Point annotation dataset records
+-------+
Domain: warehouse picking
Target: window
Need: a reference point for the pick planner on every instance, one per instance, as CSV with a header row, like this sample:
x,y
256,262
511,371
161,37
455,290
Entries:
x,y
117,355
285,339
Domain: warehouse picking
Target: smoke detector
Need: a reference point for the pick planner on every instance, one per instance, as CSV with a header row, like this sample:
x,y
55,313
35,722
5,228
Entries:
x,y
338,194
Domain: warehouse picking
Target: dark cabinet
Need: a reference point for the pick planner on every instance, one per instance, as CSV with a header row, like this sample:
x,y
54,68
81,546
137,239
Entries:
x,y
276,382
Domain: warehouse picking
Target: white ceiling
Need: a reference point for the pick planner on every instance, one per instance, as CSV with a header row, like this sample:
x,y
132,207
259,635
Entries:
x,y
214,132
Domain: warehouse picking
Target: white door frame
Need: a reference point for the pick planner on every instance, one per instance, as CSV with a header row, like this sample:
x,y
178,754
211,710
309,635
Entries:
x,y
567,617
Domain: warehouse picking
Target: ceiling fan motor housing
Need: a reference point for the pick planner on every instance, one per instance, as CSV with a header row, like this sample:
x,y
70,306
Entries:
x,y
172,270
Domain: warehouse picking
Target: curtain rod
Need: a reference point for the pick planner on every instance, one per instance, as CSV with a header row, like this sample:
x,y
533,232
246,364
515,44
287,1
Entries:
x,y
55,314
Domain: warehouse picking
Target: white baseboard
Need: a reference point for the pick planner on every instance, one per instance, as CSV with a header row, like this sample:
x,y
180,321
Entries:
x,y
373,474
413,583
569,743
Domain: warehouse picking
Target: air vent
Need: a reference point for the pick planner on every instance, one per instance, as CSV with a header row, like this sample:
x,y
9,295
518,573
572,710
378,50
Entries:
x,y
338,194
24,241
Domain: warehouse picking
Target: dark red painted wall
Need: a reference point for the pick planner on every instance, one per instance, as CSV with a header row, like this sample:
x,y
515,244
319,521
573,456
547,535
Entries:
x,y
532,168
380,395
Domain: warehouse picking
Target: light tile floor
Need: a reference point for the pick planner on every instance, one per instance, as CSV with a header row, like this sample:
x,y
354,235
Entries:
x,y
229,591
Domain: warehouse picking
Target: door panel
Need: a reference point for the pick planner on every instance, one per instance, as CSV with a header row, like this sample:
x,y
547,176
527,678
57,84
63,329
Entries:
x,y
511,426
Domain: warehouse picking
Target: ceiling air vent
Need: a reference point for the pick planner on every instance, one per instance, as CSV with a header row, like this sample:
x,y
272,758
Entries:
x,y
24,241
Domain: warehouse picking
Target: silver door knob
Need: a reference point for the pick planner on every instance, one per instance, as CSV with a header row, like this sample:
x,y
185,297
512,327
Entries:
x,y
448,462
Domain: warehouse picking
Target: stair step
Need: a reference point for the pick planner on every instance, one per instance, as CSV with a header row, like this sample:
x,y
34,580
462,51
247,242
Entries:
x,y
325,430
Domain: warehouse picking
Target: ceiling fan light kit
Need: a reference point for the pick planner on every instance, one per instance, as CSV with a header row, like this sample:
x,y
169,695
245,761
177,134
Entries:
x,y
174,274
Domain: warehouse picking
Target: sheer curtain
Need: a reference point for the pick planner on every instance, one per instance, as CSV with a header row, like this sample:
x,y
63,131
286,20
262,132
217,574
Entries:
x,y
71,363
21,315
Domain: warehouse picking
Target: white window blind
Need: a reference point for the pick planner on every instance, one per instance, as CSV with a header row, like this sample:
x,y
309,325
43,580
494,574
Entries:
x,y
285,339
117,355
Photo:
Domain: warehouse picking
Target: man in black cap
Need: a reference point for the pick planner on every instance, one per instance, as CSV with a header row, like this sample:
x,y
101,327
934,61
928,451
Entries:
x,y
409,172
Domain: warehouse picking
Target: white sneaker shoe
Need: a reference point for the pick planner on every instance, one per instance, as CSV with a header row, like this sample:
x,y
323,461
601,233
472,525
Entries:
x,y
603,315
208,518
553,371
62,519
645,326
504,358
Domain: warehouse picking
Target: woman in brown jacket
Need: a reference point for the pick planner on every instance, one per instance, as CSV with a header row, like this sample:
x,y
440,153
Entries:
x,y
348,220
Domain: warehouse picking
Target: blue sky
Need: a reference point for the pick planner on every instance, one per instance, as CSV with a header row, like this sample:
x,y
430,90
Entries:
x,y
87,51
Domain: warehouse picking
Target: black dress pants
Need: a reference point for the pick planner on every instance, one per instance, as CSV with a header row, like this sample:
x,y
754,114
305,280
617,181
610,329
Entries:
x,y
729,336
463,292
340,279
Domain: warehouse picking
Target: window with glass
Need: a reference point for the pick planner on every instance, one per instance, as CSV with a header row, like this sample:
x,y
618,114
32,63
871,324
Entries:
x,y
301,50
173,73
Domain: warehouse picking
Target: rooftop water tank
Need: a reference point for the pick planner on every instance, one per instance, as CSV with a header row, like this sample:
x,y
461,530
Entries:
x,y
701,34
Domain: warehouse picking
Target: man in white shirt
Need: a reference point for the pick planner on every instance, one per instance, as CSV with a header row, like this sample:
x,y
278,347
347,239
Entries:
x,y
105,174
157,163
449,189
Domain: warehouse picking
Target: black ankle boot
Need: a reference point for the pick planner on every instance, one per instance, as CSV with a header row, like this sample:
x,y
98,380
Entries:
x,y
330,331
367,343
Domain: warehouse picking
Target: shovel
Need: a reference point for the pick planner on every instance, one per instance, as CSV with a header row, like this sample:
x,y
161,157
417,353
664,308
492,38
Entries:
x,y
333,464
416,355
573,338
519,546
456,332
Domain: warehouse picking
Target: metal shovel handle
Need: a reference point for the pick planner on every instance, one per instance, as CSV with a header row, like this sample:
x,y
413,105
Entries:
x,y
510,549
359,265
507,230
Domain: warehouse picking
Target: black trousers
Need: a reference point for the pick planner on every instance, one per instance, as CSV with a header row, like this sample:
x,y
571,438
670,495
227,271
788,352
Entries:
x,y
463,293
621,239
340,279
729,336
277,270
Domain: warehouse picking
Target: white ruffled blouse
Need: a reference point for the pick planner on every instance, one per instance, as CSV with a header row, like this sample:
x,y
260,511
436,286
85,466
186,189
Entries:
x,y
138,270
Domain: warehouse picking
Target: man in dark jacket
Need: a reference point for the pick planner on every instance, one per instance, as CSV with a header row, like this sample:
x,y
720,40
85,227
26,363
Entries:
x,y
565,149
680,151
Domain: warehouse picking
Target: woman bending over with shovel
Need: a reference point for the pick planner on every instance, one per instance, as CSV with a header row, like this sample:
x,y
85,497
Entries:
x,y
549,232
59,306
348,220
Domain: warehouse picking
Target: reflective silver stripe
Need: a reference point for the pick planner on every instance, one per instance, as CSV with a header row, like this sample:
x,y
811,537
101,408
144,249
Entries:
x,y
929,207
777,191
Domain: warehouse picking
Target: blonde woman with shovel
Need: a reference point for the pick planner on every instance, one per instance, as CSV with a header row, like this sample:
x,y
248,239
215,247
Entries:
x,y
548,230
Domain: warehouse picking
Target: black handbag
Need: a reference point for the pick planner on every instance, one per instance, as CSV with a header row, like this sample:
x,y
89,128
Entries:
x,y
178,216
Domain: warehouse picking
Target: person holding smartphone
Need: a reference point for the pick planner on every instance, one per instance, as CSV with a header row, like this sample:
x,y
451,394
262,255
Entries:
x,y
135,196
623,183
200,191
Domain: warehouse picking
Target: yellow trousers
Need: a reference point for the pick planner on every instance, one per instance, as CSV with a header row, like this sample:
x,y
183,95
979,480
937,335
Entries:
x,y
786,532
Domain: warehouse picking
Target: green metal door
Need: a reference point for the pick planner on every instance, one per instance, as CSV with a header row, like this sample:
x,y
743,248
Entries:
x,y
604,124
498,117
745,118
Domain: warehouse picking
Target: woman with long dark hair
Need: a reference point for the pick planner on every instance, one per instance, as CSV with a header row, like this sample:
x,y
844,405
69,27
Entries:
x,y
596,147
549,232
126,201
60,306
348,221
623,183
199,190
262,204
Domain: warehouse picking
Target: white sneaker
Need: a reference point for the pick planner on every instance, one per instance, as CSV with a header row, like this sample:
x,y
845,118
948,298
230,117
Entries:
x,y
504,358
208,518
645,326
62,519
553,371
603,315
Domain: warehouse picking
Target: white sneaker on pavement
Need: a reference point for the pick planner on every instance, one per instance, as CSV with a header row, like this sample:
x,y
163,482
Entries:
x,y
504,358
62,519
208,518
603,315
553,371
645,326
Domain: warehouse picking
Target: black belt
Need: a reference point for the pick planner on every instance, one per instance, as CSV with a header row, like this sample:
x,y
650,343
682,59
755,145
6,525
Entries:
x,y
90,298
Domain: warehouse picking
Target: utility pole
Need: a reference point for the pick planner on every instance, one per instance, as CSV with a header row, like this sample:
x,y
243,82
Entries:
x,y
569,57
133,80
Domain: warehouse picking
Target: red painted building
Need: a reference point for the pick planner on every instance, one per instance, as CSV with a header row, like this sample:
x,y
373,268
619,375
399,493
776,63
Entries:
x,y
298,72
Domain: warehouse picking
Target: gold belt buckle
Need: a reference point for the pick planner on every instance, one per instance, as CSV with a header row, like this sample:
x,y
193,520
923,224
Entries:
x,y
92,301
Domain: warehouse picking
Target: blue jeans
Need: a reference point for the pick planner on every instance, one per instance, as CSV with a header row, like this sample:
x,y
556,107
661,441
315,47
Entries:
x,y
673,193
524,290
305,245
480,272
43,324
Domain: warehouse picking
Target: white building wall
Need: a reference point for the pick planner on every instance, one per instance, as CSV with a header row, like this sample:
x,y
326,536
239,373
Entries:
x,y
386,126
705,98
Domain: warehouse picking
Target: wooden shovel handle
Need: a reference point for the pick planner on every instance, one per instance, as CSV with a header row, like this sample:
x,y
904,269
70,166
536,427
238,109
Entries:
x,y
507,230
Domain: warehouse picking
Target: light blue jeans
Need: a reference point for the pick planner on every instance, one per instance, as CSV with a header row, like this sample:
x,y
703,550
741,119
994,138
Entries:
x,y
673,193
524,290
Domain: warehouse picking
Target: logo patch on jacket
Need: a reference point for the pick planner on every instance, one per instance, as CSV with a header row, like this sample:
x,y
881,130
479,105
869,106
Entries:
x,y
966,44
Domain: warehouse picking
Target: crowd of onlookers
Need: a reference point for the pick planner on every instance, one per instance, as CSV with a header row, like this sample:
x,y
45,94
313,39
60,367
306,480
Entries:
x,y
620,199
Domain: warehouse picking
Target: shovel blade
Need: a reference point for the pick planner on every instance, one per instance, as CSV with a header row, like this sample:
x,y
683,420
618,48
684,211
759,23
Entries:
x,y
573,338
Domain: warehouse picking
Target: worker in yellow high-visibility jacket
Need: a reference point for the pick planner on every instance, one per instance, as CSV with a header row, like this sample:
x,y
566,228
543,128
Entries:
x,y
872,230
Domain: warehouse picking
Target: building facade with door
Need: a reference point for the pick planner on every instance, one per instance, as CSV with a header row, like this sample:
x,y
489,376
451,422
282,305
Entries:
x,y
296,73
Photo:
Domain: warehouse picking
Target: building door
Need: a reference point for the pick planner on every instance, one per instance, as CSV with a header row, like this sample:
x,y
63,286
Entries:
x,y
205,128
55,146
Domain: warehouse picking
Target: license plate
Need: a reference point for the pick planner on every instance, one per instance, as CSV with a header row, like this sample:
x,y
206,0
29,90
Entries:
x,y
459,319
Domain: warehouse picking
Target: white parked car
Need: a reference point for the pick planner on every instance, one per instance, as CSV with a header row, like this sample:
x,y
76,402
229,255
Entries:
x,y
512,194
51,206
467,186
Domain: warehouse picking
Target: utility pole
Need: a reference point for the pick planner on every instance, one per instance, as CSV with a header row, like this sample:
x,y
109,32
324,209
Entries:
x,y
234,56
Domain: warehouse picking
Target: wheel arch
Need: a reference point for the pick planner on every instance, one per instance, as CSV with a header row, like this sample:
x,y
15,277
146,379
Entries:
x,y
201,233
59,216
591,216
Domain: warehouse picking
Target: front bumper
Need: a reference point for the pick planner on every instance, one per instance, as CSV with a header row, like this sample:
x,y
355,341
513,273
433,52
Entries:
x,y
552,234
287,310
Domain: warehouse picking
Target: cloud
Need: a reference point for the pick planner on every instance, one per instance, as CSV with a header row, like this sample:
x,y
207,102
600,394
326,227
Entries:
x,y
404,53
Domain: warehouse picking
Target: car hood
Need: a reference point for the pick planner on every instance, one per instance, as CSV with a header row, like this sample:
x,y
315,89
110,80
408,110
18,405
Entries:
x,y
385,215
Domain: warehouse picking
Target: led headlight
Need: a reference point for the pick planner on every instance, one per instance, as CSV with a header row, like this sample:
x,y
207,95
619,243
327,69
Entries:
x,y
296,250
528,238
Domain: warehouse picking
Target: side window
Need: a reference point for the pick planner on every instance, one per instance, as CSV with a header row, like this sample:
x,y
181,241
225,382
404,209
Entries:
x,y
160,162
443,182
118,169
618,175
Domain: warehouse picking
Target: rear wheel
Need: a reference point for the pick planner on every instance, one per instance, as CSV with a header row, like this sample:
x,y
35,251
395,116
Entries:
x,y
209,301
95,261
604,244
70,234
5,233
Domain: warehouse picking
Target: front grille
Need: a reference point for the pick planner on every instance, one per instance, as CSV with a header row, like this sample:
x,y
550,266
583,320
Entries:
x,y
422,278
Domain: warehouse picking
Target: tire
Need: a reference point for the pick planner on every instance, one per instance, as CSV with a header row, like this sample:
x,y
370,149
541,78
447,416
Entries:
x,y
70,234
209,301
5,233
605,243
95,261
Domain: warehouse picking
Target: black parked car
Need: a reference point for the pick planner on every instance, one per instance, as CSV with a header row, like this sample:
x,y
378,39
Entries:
+-------+
§ Aim: Locate every line in the data above that contains the word "painted", and copy each of those lines. Case counts.

§ Task response:
Target: dark red painted wall
Target: red painted building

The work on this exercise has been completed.